Rows from a pointing dataset:
· · · · · · ·
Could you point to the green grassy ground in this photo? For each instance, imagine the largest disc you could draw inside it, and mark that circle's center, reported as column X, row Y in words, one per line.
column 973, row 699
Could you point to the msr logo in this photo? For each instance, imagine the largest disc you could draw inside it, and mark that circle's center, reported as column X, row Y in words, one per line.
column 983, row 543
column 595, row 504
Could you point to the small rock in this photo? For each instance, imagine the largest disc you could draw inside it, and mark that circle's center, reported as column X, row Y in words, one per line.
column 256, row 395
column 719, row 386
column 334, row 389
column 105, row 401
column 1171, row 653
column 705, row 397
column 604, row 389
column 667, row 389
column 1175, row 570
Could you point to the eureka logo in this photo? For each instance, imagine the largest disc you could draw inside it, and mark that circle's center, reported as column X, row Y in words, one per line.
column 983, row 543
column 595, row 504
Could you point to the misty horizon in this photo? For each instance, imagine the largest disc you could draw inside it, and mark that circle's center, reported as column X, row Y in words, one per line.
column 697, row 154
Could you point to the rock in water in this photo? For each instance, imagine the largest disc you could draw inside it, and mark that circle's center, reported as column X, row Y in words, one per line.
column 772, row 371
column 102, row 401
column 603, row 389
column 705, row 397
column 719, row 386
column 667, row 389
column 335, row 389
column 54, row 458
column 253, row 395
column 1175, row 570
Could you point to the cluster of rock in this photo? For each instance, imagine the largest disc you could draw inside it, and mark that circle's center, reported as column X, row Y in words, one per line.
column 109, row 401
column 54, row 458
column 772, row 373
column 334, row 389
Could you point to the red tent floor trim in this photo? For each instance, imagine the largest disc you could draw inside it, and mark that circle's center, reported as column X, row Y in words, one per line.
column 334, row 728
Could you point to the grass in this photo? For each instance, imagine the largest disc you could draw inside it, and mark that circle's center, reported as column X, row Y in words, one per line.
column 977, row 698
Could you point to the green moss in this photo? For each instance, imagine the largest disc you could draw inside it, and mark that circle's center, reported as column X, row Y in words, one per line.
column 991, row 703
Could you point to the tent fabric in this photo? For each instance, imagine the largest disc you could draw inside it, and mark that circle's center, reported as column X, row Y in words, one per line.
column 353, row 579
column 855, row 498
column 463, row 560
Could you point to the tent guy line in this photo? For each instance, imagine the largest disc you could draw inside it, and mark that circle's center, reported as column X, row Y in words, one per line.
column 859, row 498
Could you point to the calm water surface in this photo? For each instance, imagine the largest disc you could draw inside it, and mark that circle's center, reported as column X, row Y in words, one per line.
· · · · · · ·
### [THE PROBLEM]
Please copy all of the records above word for word.

### [ANSWER TO THIS EXERCISE]
Could you point to the green grassy ground in this photo? For each instance, imagine the largest disc you could draw inside it, and mark that circle's center, reported as column X, row Y in words, one per line.
column 973, row 699
Could you point to the msr logo in this photo? For each instance, imagine the largest disc you could draw inside it, and mark that circle's center, reported as column X, row Y in words, one per line.
column 983, row 543
column 595, row 504
Could you point to the small rock in this photo? For each instance, imagine the largest disc you could draw inside it, and mark that circle's center, reported as column X, row Y in words, one per line.
column 256, row 395
column 719, row 386
column 334, row 389
column 105, row 401
column 1171, row 653
column 705, row 397
column 604, row 389
column 667, row 389
column 1175, row 570
Could you point to the eureka logo in this photo? For each instance, imagine the largest disc you could draw inside it, and mark that circle's center, reported as column X, row Y in words, one per line.
column 983, row 543
column 595, row 504
Could you point to the misty horizon in this photo? For each instance, imagine the largest disc you could draw inside it, and mark that circle's center, reported as column X, row Y in words, one per line.
column 697, row 154
Could you point to the rock in water in this photo? For each instance, imagine the largest disc you could draw inside it, and mark that circle's center, reported as column X, row Y in words, one per line.
column 772, row 371
column 102, row 401
column 603, row 389
column 705, row 397
column 719, row 386
column 667, row 389
column 335, row 389
column 54, row 458
column 253, row 395
column 1175, row 570
Could you point to the cluster of rock in this photo? For each instance, imagine the largest disc you could draw inside it, and mark that circle's center, reported as column X, row Y in words, one per line.
column 109, row 401
column 54, row 458
column 772, row 373
column 334, row 389
Could you point to the red tent floor trim in this photo? For each instance, imagine the largest disc you could draw inside it, and mark that circle's center, reported as column X, row Y in words, one per line.
column 334, row 728
Could you point to the grass in this photo? For each instance, imagine the largest disc you could draw inside it, and mark that circle's center, reported as column X, row Y in words, one per line.
column 977, row 698
Could you point to the green moss in this photo? For each instance, imagine the largest disc you could draw inside it, and mark that circle's center, reported as column X, row Y in words, one per line.
column 991, row 703
Could you point to the tent fabric in this photo? For each instance, imagine the largest disc you could draw inside it, and mark that circle's center, reported as column X, row Y in words, one per line.
column 353, row 579
column 855, row 498
column 463, row 560
Could you point to the tent guy line in this photo? For each instance, imagine the largest disc you could draw inside it, and mark that circle's center, reported as column X, row Y in words, one per line.
column 859, row 498
Could you point to the calm water surface in this photo? For each instance, imagine the largest disc you could draw inside it, and mark that circle's center, reported as column X, row Y in words, one per line.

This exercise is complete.